OBJETIVO DEL EJERCICIO » Escribe la continuación del texto sobre la entrada en Jerusalén, empezando justo después de su última frase.

---------- FRAGMENTO DE LA PÁGINA

La entrada
en Jerusalén
El
Evangelio de Juan refiere que Jesús celebró tres fiestas de Pascua durante el
tiempo de su vida pública: una primera en relación con la purificación del
templo (2,13-25); otra con ocasión de la multiplicación de los panes (6,4); y,
finalmente, la Pascua de la muerte y resurrección (p.ej. 12,1; 13,1), que se ha
convertido en «su» gran Pascua, en la cual se funda la fiesta cristiana, la
Pascua de los cristianos. Los Sinópticos han transmitido información solamente
de una Pascua: la de la cruz y la resurrección; para Lucas, el camino de Jesús
se describe casi como un único subir en peregrinación desde Galilea hasta
Jerusalén.
Es ante
todo una «subida» en sentido geográfico: el Mar de Galilea está aproximadamente
a200 metros bajo el nivel del mar, mientras que la altura media de Jerusalén es
de 760 metros sobre el nivel del mar. Como peldaños de esta subida, cada uno de
los Sinópticos nos ha transmitido tres profecías de Jesús sobre su Pasión,
aludiendo con ello también a la subida interior, que se va desarrollando a lo
largo del camino exterior: el ir caminando hacia el templo como el lugar donde
Dios quiso «establecer» su nombre, como se describe en el Libro del
Deuteronomio (12,11; 14,23).

--------------------
---------- REGISTROS

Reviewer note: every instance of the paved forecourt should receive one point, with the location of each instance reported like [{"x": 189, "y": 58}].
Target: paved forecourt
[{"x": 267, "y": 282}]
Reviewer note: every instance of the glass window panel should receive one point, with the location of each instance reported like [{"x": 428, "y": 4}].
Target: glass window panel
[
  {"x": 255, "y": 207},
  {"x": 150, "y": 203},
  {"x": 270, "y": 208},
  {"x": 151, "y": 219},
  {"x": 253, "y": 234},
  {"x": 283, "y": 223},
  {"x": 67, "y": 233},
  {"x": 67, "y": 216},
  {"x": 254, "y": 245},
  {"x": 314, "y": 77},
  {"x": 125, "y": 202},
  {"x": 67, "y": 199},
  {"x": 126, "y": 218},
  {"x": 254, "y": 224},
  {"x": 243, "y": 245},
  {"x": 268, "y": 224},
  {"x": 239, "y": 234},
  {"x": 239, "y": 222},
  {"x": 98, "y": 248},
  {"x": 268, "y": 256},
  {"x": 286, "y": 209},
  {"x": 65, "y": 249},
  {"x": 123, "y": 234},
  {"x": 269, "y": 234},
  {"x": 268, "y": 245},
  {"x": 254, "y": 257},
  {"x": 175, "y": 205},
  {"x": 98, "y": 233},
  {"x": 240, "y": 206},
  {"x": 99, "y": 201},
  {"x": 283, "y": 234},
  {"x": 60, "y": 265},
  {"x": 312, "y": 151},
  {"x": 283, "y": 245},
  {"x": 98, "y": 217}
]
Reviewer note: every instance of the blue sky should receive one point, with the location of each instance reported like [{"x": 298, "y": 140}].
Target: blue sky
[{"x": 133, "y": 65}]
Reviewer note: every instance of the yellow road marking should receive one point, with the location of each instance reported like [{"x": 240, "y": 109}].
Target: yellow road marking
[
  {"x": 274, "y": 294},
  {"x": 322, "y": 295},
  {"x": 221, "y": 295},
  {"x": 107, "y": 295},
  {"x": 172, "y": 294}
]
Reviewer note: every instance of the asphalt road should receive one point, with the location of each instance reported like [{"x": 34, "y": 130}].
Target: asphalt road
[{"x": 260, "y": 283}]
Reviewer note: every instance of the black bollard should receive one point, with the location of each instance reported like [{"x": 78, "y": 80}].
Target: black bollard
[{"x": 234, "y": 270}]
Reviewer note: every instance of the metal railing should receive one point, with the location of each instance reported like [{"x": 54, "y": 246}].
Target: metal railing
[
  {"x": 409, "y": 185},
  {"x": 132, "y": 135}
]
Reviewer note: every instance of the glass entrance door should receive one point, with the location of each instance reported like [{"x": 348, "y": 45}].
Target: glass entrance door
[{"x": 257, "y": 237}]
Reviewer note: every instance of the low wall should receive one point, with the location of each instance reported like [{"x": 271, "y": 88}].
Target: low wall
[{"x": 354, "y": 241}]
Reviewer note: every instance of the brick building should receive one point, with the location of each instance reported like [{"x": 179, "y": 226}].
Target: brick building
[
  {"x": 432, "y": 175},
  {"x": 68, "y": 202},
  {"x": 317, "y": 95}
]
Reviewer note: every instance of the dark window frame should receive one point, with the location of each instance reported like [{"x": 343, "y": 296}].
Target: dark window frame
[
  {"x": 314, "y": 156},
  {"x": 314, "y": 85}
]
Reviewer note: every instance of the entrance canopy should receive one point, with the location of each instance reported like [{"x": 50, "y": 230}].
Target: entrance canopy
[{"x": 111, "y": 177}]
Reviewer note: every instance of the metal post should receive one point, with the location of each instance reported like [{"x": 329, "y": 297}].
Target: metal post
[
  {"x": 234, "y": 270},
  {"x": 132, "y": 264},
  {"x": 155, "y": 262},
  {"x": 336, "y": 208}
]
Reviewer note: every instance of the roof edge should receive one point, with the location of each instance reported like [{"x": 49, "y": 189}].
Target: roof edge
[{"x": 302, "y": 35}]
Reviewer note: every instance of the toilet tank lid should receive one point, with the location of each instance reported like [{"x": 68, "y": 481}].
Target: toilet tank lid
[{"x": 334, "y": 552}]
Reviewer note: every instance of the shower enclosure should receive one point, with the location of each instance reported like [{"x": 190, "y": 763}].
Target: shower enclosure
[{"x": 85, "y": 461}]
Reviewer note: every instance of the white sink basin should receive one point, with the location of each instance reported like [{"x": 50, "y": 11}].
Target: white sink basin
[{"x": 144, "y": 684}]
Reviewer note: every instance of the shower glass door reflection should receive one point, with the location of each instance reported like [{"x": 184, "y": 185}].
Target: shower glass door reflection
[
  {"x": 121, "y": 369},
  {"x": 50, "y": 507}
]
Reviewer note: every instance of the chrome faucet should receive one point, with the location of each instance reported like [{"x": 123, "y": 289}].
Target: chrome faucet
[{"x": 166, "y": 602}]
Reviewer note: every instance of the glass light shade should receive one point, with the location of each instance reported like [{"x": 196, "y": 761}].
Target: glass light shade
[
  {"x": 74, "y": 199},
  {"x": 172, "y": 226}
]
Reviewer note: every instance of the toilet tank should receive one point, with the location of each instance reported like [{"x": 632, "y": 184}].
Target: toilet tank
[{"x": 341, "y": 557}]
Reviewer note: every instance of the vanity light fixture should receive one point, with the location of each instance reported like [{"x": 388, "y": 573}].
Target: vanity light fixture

--------------------

RESPUESTA »
La
última meta de esta «subida» de Jesús es la entrega de sí mismo en la cruz, una
entrega que reemplaza los sacrificios antiguos; es la subida que la Carta a los
Hebreos califica como un ascender, no ya a una tienda hecha por mano de hombre,
sino al cielo mismo, es decir, a la presencia de Dios (9,24). Esta ascensión hasta
la presencia de Dios pasa por la cruz, es la subida hacia el «amor hasta el
extremo» (cf. Jn 13,1), que es el verdadero monte de Dios.
Naturalmente,
la meta inmediata de la peregrinación de Jesús es Jerusalén, la Ciudad Santa
con su templo y la «Pascua de los judíos», como la llama Juan (2,13). Jesús se
había puesto encamino junto con los Doce, pero poco a poco se fue uniendo a
ellos un grupo creciente de peregrinos; Mateo y Marcos nos dicen que, ya al
salir de Jericó, había una «gran muchedumbre» que seguía a Jesús (Mt 20,29; cf.
Mc 10,46).
En este
último tramo del recorrido hay un episodio que aumenta la expectación por lo
que está a punto de ocurrir, y que pone a Jesús de un modo nuevo en el centro
de atención de quienes lo acompañan. Un mendigo ciego, llamado Bartimeo, está
sentado junto al camino. Se entera de que entre los peregrinos está Jesús y
entonces se pone a gritar sin cesar: «Hijo de David, Jesús, ten compasión de
mí» (Mc10, 47). En vano tratan de tranquilizarlo y, al final, Jesús le invita a
que se acerque. A su súplica —«Rabbuní, ¡que pueda ver!»—, Jesús le contesta:
«Anda, tu fe te ha curado».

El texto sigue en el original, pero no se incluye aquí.